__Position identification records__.
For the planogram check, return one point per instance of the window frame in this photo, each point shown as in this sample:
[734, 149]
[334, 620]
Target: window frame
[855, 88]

__PROBLEM DESCRIPTION__. Rewrite the listing above as a numbered list, dropping any blank lines.

__THE ANSWER__.
1. For the planogram check, return one point per instance of the window frame in this photo, each point shown as in this sample:
2. [734, 149]
3. [334, 620]
4. Target: window frame
5. [855, 88]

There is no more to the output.